[Records from a data source]

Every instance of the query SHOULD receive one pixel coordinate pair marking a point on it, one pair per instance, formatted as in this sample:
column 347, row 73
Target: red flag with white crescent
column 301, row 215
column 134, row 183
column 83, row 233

_WHAT TO PRODUCE_:
What is needed is a word-for-word restatement of every line from the one with "column 347, row 73" to the end of the entries above.

_RESULT OF THE TASK_:
column 347, row 73
Target: red flag with white crescent
column 301, row 215
column 134, row 183
column 83, row 233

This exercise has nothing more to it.